» Stated goal: How many lines of the listing that follows contain the word "below"? Reply with the number alone.

» Stored rows:
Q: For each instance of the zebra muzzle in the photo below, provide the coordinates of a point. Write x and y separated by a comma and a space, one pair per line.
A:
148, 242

---

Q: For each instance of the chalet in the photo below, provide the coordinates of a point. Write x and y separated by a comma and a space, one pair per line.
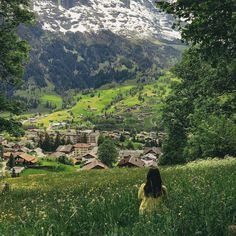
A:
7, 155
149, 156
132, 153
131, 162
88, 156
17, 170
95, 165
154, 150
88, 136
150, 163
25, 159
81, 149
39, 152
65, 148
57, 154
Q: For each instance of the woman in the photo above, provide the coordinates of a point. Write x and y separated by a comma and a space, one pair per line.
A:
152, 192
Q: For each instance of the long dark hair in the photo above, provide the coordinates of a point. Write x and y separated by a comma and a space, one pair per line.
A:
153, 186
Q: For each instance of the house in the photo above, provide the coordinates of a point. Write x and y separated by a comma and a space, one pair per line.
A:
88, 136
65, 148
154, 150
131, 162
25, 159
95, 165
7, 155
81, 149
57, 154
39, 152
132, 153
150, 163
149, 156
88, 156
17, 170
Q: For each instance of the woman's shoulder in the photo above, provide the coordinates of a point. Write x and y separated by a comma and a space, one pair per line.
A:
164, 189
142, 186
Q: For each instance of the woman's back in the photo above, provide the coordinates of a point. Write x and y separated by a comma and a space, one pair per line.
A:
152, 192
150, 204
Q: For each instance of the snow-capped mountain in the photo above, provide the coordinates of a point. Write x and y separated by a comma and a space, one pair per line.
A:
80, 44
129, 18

» Finished exercise: 2